──────── Stored data

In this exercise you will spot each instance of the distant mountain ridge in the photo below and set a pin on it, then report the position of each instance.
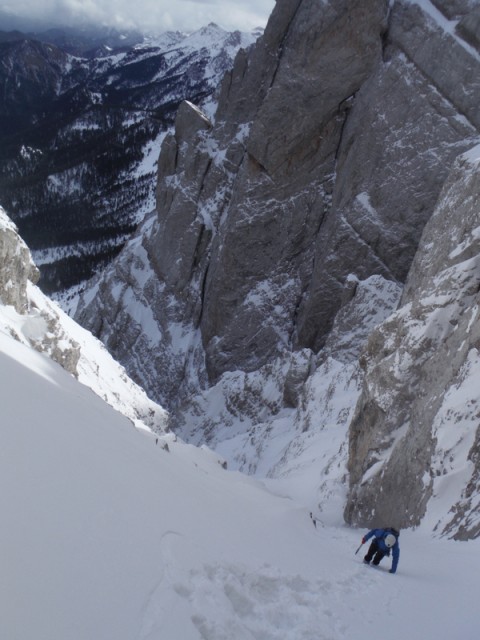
(80, 136)
(284, 233)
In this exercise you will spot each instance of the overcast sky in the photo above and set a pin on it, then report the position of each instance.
(158, 15)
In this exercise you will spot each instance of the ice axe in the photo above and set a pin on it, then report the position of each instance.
(361, 545)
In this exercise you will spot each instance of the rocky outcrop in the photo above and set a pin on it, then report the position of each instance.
(330, 146)
(417, 426)
(306, 176)
(18, 267)
(29, 317)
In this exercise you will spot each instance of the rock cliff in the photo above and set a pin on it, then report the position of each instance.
(331, 143)
(414, 440)
(32, 319)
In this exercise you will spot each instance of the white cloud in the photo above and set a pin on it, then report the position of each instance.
(158, 15)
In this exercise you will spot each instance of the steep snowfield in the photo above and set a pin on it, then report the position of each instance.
(106, 534)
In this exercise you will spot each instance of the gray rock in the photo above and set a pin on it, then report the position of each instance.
(419, 406)
(17, 266)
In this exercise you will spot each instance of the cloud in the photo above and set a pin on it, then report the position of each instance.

────────────────

# Short problem
Reproduce exactly the lines from the one with "In this exercise you will spot each instance of the overcast" through the end of the entries above, both ends included.

# Full solution
In this exercise you will spot each instance of the overcast sky in the photo above and set a pin on it, then report the position of each instance.
(158, 15)
In this exercise you will spot each instance of the ice axe in the photo above and set a pin on it, then report the position of each instance.
(361, 545)
In this exercise you will spot each instance of the rocky outcrop in the photo above and set a pin on it, then report the position of each instance.
(330, 146)
(417, 426)
(306, 176)
(18, 267)
(29, 317)
In this exercise you will spot each instance of the rock cliff in the photo above and set a pin on it, then report the position of each instance.
(331, 143)
(414, 440)
(32, 319)
In this exercise you will spot each instance of the white cloud in the photo above and set a pin on it, then report the position of each instance.
(158, 15)
In this exercise you will spot each instance of the steep snowfield in the photo above and set a pin on it, then report the position of each instance.
(106, 534)
In this exercise you will spot each instance of the gray rock in the photo above and set a pin on it, then report the position of each instance.
(419, 406)
(17, 266)
In this exercise you will spot each instance of the cloud in the photo above and set a pin on it, then report the position of each instance.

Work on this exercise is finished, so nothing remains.